1 Purging in the Khrushchev era

‘Red cardinals’ and nationalism in the Soviet Republics

Michael Loader
DOI: 10.4324/9781003244608-1
In contrast to the following eight chapters in this volume, the perspective is shifted to the central level instead of focusing on an individual Soviet republic. This chapter will examine a remarkable wave of political purges, which targeted some ten Soviet republics over a 30-month period in the Khrushchev era.
In the wake of the 20th Party Congress in 1956 and Soviet leader Nikita Khrushchev’s de-Stalinization and economic de-centralization initiatives in 1957, the Soviet republics took advantage of these circumstances to claw more decision-making authority from the Centre. By 1958, the increasingly autonomous behaviour of many of the leaderships of the republics’ Communist parties convinced conservative hardliners in the Kremlin of the need for decisive action to combat what they perceived as rampant nationalism within republican leaderships.

Exercise requirements:
1. Reproduce the passage of the excerpt on Khrushchev-era purging from "Michael Loader" up to and including "the Khrushchev era.", switching "purges" to "dismissals".
2. Resume the excerpt on Khrushchev-era purging in the Soviet republics, picking up after its final sentence.

Source data:
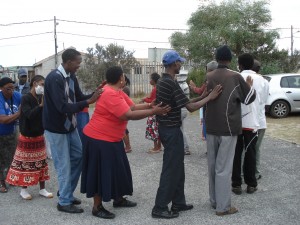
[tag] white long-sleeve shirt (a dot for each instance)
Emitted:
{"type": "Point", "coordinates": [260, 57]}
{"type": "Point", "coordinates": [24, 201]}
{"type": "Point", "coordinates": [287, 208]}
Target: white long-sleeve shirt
{"type": "Point", "coordinates": [252, 114]}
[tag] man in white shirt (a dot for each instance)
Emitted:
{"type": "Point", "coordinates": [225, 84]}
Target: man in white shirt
{"type": "Point", "coordinates": [250, 125]}
{"type": "Point", "coordinates": [22, 86]}
{"type": "Point", "coordinates": [261, 117]}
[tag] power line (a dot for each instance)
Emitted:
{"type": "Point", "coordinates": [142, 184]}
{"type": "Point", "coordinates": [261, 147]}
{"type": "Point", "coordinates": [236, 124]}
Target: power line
{"type": "Point", "coordinates": [20, 23]}
{"type": "Point", "coordinates": [115, 39]}
{"type": "Point", "coordinates": [27, 35]}
{"type": "Point", "coordinates": [122, 26]}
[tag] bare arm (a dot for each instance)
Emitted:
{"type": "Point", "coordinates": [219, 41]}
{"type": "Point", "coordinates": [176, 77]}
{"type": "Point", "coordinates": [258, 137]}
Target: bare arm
{"type": "Point", "coordinates": [193, 106]}
{"type": "Point", "coordinates": [6, 119]}
{"type": "Point", "coordinates": [143, 113]}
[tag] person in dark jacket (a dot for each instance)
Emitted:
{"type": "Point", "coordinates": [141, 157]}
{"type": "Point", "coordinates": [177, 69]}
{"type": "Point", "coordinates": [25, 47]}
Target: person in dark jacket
{"type": "Point", "coordinates": [62, 99]}
{"type": "Point", "coordinates": [22, 86]}
{"type": "Point", "coordinates": [223, 124]}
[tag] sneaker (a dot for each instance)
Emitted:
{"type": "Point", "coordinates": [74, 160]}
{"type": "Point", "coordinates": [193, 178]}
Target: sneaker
{"type": "Point", "coordinates": [124, 203]}
{"type": "Point", "coordinates": [152, 151]}
{"type": "Point", "coordinates": [101, 212]}
{"type": "Point", "coordinates": [25, 195]}
{"type": "Point", "coordinates": [45, 193]}
{"type": "Point", "coordinates": [258, 177]}
{"type": "Point", "coordinates": [179, 208]}
{"type": "Point", "coordinates": [232, 210]}
{"type": "Point", "coordinates": [237, 190]}
{"type": "Point", "coordinates": [251, 190]}
{"type": "Point", "coordinates": [187, 152]}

Task responses:
1.
Michael Loader
DOI: 10.4324/9781003244608-1
In contrast to the following eight chapters in this volume, the perspective is shifted to the central level instead of focusing on an individual Soviet republic. This chapter will examine a remarkable wave of political dismissals, which targeted some ten Soviet republics over a 30-month period in the Khrushchev era.

2.
This chapter argues that several leading Soviet politicians masterminded these administrative reorganizations using a key department within the Soviet Communist Party (CPSU) Central Committee Apparatus. The Party Organs Department for the Union Republics (hereafter the Department) was the conduit for the communication and transmission of Moscow’s instructions with responsibility for supervising republican Communist parties. The Department fell under the control of conservative hardliners in the late 1950s, moving away from Khrushchev’s orbit. The Department, an understudied component of the CPSU’s administration, played a crucial role as the Centre’s executor of these purges through the guise of its official functions. Between December 1958 and May 1961, an alliance of Kremlin hardliners and their handpicked regional elites in the republics became the architects of a wave of purges across the Soviet republics, conducted by the Department. In its contribution to our understanding of the workings of the Department, this chapter demonstrates the extraordinarily influential power of the Apparatus and complements the literature on the little-studied processes of Soviet purging (chistka) in the Khrushchev era. The tactics employed reveal how political purges were implemented after the removal of the Anti-Party Group in 1957.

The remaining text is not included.